(COMPLETE THE FOLLOWING)
**1)** From the readalong blog page, pull out the stretch from "Sadly, North and" through "to the IT-Along." word for word.
**2)** Write the next part of the readalong blog page, continuing after its final sentence.
===== EXTRACT PROVIDED =====
Monday, August 27, 2012

North and South, Installment the 4th

Sooo, this week is supposed to be the final week of the North and South Readalong.

While I am not finished yet, I'm looking forward to reading all of your wrap up posts!!! You have all week to post your wrap up and I'll announce THE GRAND PRIZE WINNER here next Monday. Noo, I'm not telling you the prize yet. I'm sure not.

For now, we have prize winners from the last two weeks! Each of these folks will receive a bookmark/greeting card from In My Book and their choice of e-book from the store!

Week 2: Brooke from The Blog of the Litwits
Week 3: Jill of Fizzy Thoughts


Sunday, August 26, 2012

The Blogging Blargggs!

Ugh, y'all. Serious ugh. I know I've been whining pretty regularly 'round here, but I don't see any signs of that stopping until after September 8th (after our big work conference). I am blessed to have a job, but I will be SO GLAD when the madness slows down a bit.

I've spent my morning working at Starbucks while Greyson lounges with Chuck. I've just wrapped up posting new work for the coming week, so it's almost time for me to head back to the apartment, hang with the older kids for a bit, and we'll head home to finish up laundry, sniff what's crockin' (Parmesan Chicken), and drape ourselves over the couch. He'll probably watch Shrek and I'll read...something.

Sadly, North and South came to a screeching halt for me when work cranked up the intensity. While I had no intention of bailing on my own challenge, that seems to be what's happened. I will finish it, but it'll be after the 8th. In the meantime, Heather or I will still be posting the check-ins (they wrap up this week) and announcing PRIZE WINNERS!!! Can't forget those.

In the meantime, I think I'm better suited to the IT-Along.

Oh, and you smell another read-along? You're right. Heather announced our The Little Stranger Readalong which is an RIP event this year. Thanks to Carl for allowing us to get in on the RIP action.
===== SUPPLIED MATERIAL =====
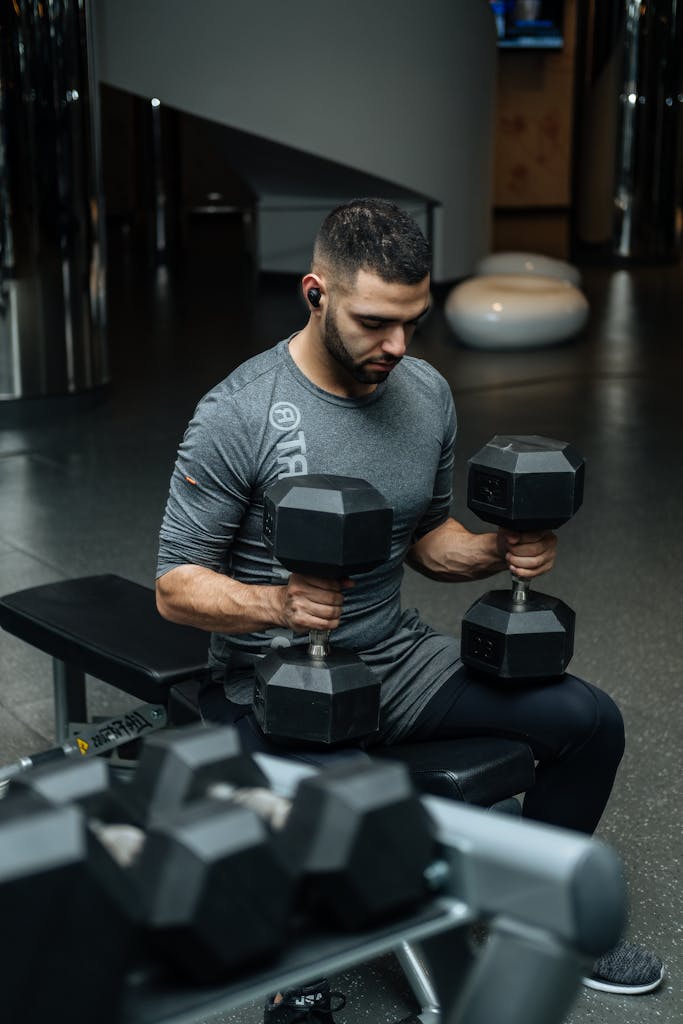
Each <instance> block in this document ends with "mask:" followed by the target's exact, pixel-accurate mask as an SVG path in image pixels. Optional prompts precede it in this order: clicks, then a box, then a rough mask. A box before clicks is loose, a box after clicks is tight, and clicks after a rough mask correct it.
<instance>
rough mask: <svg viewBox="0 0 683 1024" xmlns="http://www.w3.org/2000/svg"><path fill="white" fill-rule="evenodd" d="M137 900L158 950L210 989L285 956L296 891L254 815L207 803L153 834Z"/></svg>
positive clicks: (292, 879) (257, 817)
mask: <svg viewBox="0 0 683 1024" xmlns="http://www.w3.org/2000/svg"><path fill="white" fill-rule="evenodd" d="M131 895H134V902H135V905H136V907H137V911H136V912H137V918H138V921H139V922H140V923H141V924H143V925H144V926H145V927H146V928H147V929H148V930H150V931H151V934H152V935H153V936H154V940H155V943H156V944H157V945H158V946H159V947H160V948H161V949H162V950H163V951H164V952H165V953H166V955H168V956H170V958H171V959H172V961H173V962H174V964H175V965H176V966H177V967H178V968H179V969H181V970H182V971H183V972H184V973H185V974H186V975H188V976H189V977H191V978H193V979H194V980H195V981H199V982H201V983H203V984H211V983H212V982H213V983H215V982H218V981H220V980H221V979H222V978H225V977H228V976H229V975H231V974H233V973H234V972H236V971H238V970H240V971H243V970H244V969H245V968H246V967H248V966H256V965H258V964H260V963H262V962H263V961H264V959H265V958H267V957H269V956H271V955H273V954H274V953H276V952H278V951H280V950H281V949H282V947H283V945H284V942H285V936H286V931H287V925H288V921H289V918H290V912H291V908H292V902H293V896H294V886H293V879H292V876H291V873H290V871H289V869H288V868H287V867H286V866H285V865H284V864H283V862H282V860H281V858H280V857H279V855H278V853H276V851H275V849H274V848H273V845H272V841H271V837H270V835H269V833H268V828H267V827H266V825H265V824H264V823H263V822H262V821H261V820H260V818H259V817H258V816H257V815H256V814H255V813H254V811H252V810H249V809H248V808H246V807H237V806H231V805H229V804H226V803H224V802H221V801H214V800H202V801H199V802H197V803H193V804H189V805H187V806H185V807H182V808H180V809H179V810H177V811H175V812H174V813H173V814H171V815H169V816H168V817H166V818H164V819H160V820H159V821H158V822H157V823H156V824H154V825H153V826H152V828H151V829H150V833H148V835H147V837H146V840H145V843H144V847H143V850H142V853H141V855H140V857H139V862H138V863H137V865H136V869H135V887H134V890H133V892H132V893H131Z"/></svg>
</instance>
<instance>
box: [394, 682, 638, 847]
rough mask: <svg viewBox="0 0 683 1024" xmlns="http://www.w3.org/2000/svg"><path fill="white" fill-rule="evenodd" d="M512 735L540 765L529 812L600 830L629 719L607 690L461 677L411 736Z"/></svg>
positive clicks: (553, 684) (595, 687)
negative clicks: (624, 729)
mask: <svg viewBox="0 0 683 1024" xmlns="http://www.w3.org/2000/svg"><path fill="white" fill-rule="evenodd" d="M483 734H485V735H492V736H507V737H509V738H513V739H521V740H523V741H524V742H526V743H528V745H529V746H530V749H531V751H532V753H533V756H535V758H536V759H537V761H538V767H537V773H536V782H535V784H533V786H532V787H531V788H530V790H529V791H528V792H527V793H526V795H525V798H524V808H523V814H524V816H525V817H527V818H533V819H536V820H537V821H545V822H546V823H547V824H554V825H561V826H563V827H564V828H575V829H578V830H579V831H583V833H589V834H591V833H593V831H594V830H595V828H596V826H597V824H598V821H599V820H600V817H601V815H602V812H603V811H604V809H605V805H606V803H607V800H608V799H609V794H610V793H611V788H612V784H613V781H614V776H615V774H616V769H617V768H618V765H620V761H621V760H622V755H623V754H624V720H623V718H622V714H621V712H620V710H618V708H617V707H616V705H615V703H614V701H613V700H612V699H611V697H609V696H607V694H606V693H604V692H603V691H602V690H599V689H598V688H597V687H595V686H591V685H590V683H586V682H584V680H582V679H578V678H577V676H570V675H564V676H562V677H561V678H558V679H557V680H553V681H550V682H544V683H527V684H524V685H518V684H515V683H507V682H488V681H486V682H484V681H482V680H480V679H479V678H476V677H474V676H473V675H472V674H471V673H469V672H468V671H467V670H466V669H464V668H463V669H461V670H459V671H458V672H456V673H455V674H454V676H453V677H452V679H451V680H450V682H447V683H445V684H444V686H442V687H441V689H440V690H439V691H438V693H437V694H436V695H435V696H434V697H433V698H432V699H431V701H430V702H429V703H428V705H427V707H426V708H425V709H424V711H423V712H422V714H421V715H420V717H419V719H418V721H417V722H416V724H415V726H414V727H413V729H412V730H411V735H410V736H408V737H405V738H407V739H409V740H410V739H415V740H420V739H456V738H457V737H459V736H472V735H483Z"/></svg>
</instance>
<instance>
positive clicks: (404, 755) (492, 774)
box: [370, 736, 535, 807]
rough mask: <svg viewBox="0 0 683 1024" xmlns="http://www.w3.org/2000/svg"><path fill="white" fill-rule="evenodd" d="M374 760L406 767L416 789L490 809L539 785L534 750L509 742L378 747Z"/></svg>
mask: <svg viewBox="0 0 683 1024" xmlns="http://www.w3.org/2000/svg"><path fill="white" fill-rule="evenodd" d="M370 753H371V754H372V755H373V756H374V757H381V758H389V759H392V760H394V761H402V762H404V763H405V764H407V765H408V766H409V767H410V770H411V776H412V778H413V781H414V782H415V784H416V786H417V787H418V788H419V790H421V791H422V792H423V793H430V794H432V795H433V796H435V797H449V798H450V799H452V800H454V799H455V800H462V801H464V802H465V803H467V804H476V805H478V806H480V807H489V806H490V805H492V804H496V803H498V802H499V801H502V800H506V799H507V798H508V797H512V796H514V795H516V794H520V793H524V792H525V791H526V790H528V788H529V787H530V786H531V785H532V784H533V779H535V760H533V755H532V753H531V751H530V748H528V746H527V745H526V743H523V742H520V741H518V740H516V739H506V738H505V737H503V736H460V737H458V738H457V739H431V740H427V741H425V742H420V743H418V742H415V743H396V745H395V746H374V748H372V749H371V751H370Z"/></svg>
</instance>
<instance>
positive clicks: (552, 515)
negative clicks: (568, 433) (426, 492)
mask: <svg viewBox="0 0 683 1024" xmlns="http://www.w3.org/2000/svg"><path fill="white" fill-rule="evenodd" d="M583 497H584V459H583V458H582V456H581V455H580V454H579V452H578V451H577V450H575V449H574V447H573V445H572V444H568V443H567V442H566V441H558V440H554V439H553V438H551V437H540V436H536V435H529V436H513V435H504V434H501V435H497V436H496V437H494V438H492V440H489V441H488V443H487V444H484V446H483V447H482V449H481V450H480V451H479V452H477V454H476V455H475V456H473V457H472V458H471V459H470V460H469V472H468V479H467V504H468V507H469V508H470V509H471V510H472V512H475V513H476V514H477V515H478V516H479V518H480V519H483V520H484V521H485V522H492V523H495V524H496V525H497V526H504V527H506V528H508V529H514V530H520V531H525V530H535V529H556V528H557V527H558V526H561V525H562V523H564V522H566V521H567V520H568V519H570V518H571V516H572V515H573V514H574V512H577V511H578V509H579V508H580V507H581V503H582V501H583Z"/></svg>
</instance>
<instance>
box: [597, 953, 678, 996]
mask: <svg viewBox="0 0 683 1024" xmlns="http://www.w3.org/2000/svg"><path fill="white" fill-rule="evenodd" d="M664 975H665V970H664V966H663V964H661V961H660V959H659V957H658V956H655V954H654V953H651V952H649V951H648V950H647V949H643V947H642V946H636V945H634V944H633V942H620V943H618V945H616V946H614V948H613V949H610V950H609V952H606V953H605V954H604V956H601V957H600V958H599V959H597V961H596V962H595V964H594V965H593V973H592V975H591V976H590V977H589V978H582V979H581V980H582V982H583V983H584V985H586V987H587V988H597V989H598V991H600V992H617V993H620V994H621V995H642V994H643V993H644V992H651V991H653V990H654V989H655V988H656V987H657V986H658V985H660V984H661V982H663V980H664Z"/></svg>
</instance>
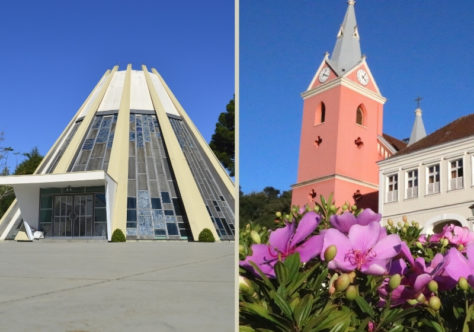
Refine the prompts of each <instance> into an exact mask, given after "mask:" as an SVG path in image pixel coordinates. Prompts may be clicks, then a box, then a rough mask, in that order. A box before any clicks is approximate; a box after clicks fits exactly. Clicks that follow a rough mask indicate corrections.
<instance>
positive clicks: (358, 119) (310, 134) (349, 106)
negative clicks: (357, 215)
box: [292, 0, 395, 209]
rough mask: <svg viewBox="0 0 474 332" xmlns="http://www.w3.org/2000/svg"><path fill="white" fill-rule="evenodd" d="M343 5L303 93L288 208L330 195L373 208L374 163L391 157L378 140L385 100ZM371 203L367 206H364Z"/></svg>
mask: <svg viewBox="0 0 474 332" xmlns="http://www.w3.org/2000/svg"><path fill="white" fill-rule="evenodd" d="M354 4H355V1H351V0H350V1H348V7H347V11H346V15H345V17H344V21H343V23H342V25H341V27H340V29H339V32H338V34H337V41H336V45H335V47H334V50H333V53H332V55H331V56H329V54H328V53H326V55H325V57H324V59H323V61H322V62H321V65H320V66H319V68H318V70H317V71H316V74H315V75H314V77H313V80H312V81H311V83H310V84H309V86H308V88H307V90H306V91H305V92H303V93H302V97H303V100H304V104H303V121H302V125H301V141H300V152H299V162H298V178H297V183H296V184H294V185H293V186H292V188H293V195H292V204H293V205H299V206H303V205H305V204H308V203H309V204H310V205H312V202H313V201H314V200H315V199H316V196H315V194H316V193H317V195H318V198H317V200H318V201H319V195H323V196H324V197H326V198H327V197H328V196H329V195H330V194H331V193H333V194H334V199H335V204H336V205H337V206H340V205H342V204H344V203H345V202H349V203H351V204H353V203H354V200H356V202H357V201H359V202H362V201H365V202H367V201H368V200H360V199H359V198H361V197H373V198H375V202H369V203H368V204H367V203H366V205H367V207H369V206H370V207H374V208H375V209H376V206H377V191H378V182H379V181H378V166H377V164H376V162H377V161H379V160H381V159H384V158H386V157H388V156H390V155H391V154H393V153H394V152H395V151H394V150H393V147H392V145H391V144H390V143H389V142H388V141H387V137H386V138H384V136H383V134H382V122H383V105H384V103H385V101H386V99H385V98H384V97H383V96H382V94H381V93H380V90H379V88H378V86H377V84H376V82H375V79H374V77H373V76H372V74H371V72H370V69H369V66H368V65H367V62H366V59H365V56H363V55H362V54H361V50H360V42H359V32H358V28H357V22H356V17H355V11H354ZM369 201H370V200H369Z"/></svg>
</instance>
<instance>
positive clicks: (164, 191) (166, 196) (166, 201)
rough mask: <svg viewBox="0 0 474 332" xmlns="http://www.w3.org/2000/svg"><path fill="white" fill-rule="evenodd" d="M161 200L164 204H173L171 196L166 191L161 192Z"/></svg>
mask: <svg viewBox="0 0 474 332" xmlns="http://www.w3.org/2000/svg"><path fill="white" fill-rule="evenodd" d="M161 198H162V200H163V203H171V199H170V194H169V193H168V192H166V191H162V192H161Z"/></svg>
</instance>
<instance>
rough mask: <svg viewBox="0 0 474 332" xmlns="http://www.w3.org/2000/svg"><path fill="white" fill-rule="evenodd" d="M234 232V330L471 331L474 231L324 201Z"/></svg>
mask: <svg viewBox="0 0 474 332" xmlns="http://www.w3.org/2000/svg"><path fill="white" fill-rule="evenodd" d="M276 216H277V221H279V223H278V224H279V225H280V227H279V228H277V229H275V230H273V231H269V230H267V229H263V228H262V227H259V226H258V225H253V224H251V225H247V227H246V229H243V230H241V234H240V245H239V255H240V259H241V262H240V266H241V267H240V295H239V302H240V331H391V332H395V331H463V332H468V331H474V232H472V231H469V230H468V229H467V228H462V227H459V226H454V225H449V226H446V227H445V228H444V229H443V231H442V232H441V233H440V234H434V235H431V236H428V235H423V234H421V228H420V226H419V225H418V224H417V223H416V222H411V223H409V222H408V220H407V219H406V218H405V217H404V219H403V221H402V222H399V223H397V224H395V223H393V222H392V221H389V222H388V225H387V226H386V227H384V226H382V225H381V224H380V219H381V215H380V214H376V213H374V212H373V211H371V210H369V209H367V210H363V211H361V210H357V208H356V207H354V206H349V205H348V204H345V205H344V206H343V207H342V208H341V209H338V208H336V207H335V206H334V205H332V203H331V199H329V201H325V200H324V199H323V198H322V199H321V204H317V205H316V207H315V208H314V210H312V211H309V210H308V209H307V208H306V209H298V208H292V210H291V215H286V216H283V217H282V216H281V214H279V213H277V214H276Z"/></svg>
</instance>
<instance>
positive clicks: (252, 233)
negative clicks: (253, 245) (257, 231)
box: [250, 231, 261, 243]
mask: <svg viewBox="0 0 474 332" xmlns="http://www.w3.org/2000/svg"><path fill="white" fill-rule="evenodd" d="M250 237H251V238H252V241H253V242H254V243H260V242H261V239H260V234H258V233H257V232H256V231H251V232H250Z"/></svg>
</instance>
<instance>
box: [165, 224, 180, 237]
mask: <svg viewBox="0 0 474 332" xmlns="http://www.w3.org/2000/svg"><path fill="white" fill-rule="evenodd" d="M166 228H168V234H169V235H179V234H178V227H176V224H166Z"/></svg>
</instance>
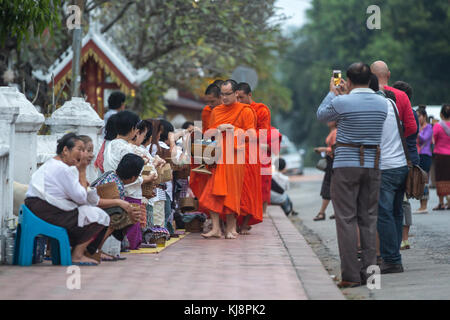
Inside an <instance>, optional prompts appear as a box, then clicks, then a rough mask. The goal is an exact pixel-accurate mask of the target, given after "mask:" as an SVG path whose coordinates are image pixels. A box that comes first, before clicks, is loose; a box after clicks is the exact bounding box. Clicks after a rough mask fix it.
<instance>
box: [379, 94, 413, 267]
mask: <svg viewBox="0 0 450 320" xmlns="http://www.w3.org/2000/svg"><path fill="white" fill-rule="evenodd" d="M385 94H386V96H387V97H388V99H386V103H387V104H388V113H387V117H386V120H385V122H384V126H383V134H382V140H381V157H380V169H381V185H380V198H379V201H378V221H377V231H378V235H379V239H380V253H381V258H382V259H383V261H382V263H381V264H380V270H381V273H382V274H385V273H398V272H403V266H402V260H401V254H400V244H401V241H402V230H403V208H402V202H403V195H404V193H405V187H406V177H407V175H408V166H407V162H406V157H405V153H404V150H403V145H402V140H401V137H400V134H399V129H398V125H397V118H396V114H395V112H397V114H398V111H397V107H396V106H395V102H394V99H395V95H393V94H392V93H391V92H390V91H385ZM394 108H395V109H394Z"/></svg>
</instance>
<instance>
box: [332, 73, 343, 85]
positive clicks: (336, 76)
mask: <svg viewBox="0 0 450 320" xmlns="http://www.w3.org/2000/svg"><path fill="white" fill-rule="evenodd" d="M341 78H342V72H341V70H333V79H334V85H335V86H336V87H337V86H338V85H340V84H341Z"/></svg>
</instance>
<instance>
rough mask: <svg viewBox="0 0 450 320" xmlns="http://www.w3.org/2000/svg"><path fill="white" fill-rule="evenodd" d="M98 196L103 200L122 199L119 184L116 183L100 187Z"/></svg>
mask: <svg viewBox="0 0 450 320" xmlns="http://www.w3.org/2000/svg"><path fill="white" fill-rule="evenodd" d="M97 194H98V196H99V197H100V198H102V199H120V194H119V188H117V184H115V183H114V182H109V183H105V184H102V185H100V186H98V187H97Z"/></svg>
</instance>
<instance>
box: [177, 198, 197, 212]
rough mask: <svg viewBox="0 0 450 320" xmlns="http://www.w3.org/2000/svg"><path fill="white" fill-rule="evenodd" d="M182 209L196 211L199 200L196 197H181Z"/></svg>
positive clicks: (184, 210)
mask: <svg viewBox="0 0 450 320" xmlns="http://www.w3.org/2000/svg"><path fill="white" fill-rule="evenodd" d="M180 209H181V211H182V212H188V211H195V210H197V209H198V200H197V199H195V198H189V197H188V198H181V199H180Z"/></svg>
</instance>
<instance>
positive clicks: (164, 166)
mask: <svg viewBox="0 0 450 320" xmlns="http://www.w3.org/2000/svg"><path fill="white" fill-rule="evenodd" d="M157 171H158V179H156V181H155V184H160V183H164V182H168V181H172V179H173V175H172V168H171V167H170V164H168V163H166V164H165V165H164V166H163V167H162V168H158V170H157Z"/></svg>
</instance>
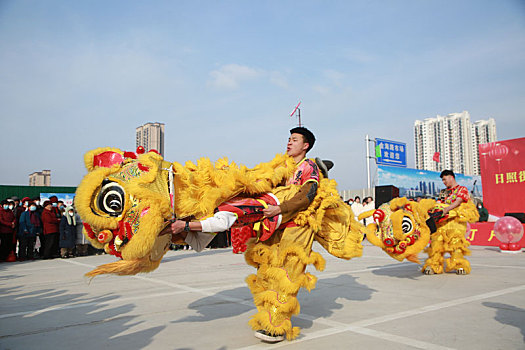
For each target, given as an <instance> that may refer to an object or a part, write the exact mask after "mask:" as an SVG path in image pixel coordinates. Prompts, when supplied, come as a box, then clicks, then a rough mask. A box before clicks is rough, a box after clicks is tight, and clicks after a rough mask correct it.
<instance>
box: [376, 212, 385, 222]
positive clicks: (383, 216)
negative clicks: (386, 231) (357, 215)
=====
(YOUR WRITTEN ANSWERS)
**1)**
Sadly, North and South came to a screeching halt for me when work cranked up the intensity. While I had no intention of bailing on my own challenge, that seems to be what's happened. I will finish it, but it'll be after the 8th. In the meantime, Heather or I will still be posting the check-ins (they wrap up this week) and announcing PRIZE WINNERS!!! Can't forget those.

In the meantime, I think I'm better suited to the IT-Along.

**2)**
Finally, we're soliciting more Estella Society content for September, so head over to this post to get some ideas!

And...I'm done. I've been sitting at this uncomfortable Starbuckian table for far too long. See y'all the next time I get a quiet moment!

Monday, August 20, 2012

Taking a Moment to FREAK OUT!

So, yeah. No North & South today. Having one of "those" days at work, among other things. Other things = 4 online classes starting.

Be back tomorrow with a clearer head and better attitude.

Friday, August 17, 2012

Friday in a Flash!

My heavens! Where did this week go? Seriously, y'all, I woke up and it's Friday already. So, what's shaking you ask?

  • Estella Society is in full swing with goodies lined up through September.
  • North and South Read-a-long (#nsread) is in full swing with two installments left!
  • Work is in full swing with prep for an upcoming conference at the beginning of September
  • I took some time out to socialize last night! It was Rocketgirl's 16th BIRTHDAY so we enjoyed a b-day dinner AND I met up with friends from Old Job for Happy Hour.
What else is in full swing? Online classes start Monday, and I'M TEACHING FOUR (and pray for my soul), and they are NOT set up yet. Ahem! *badme* *mustgetafterit*

Oh, and there's this...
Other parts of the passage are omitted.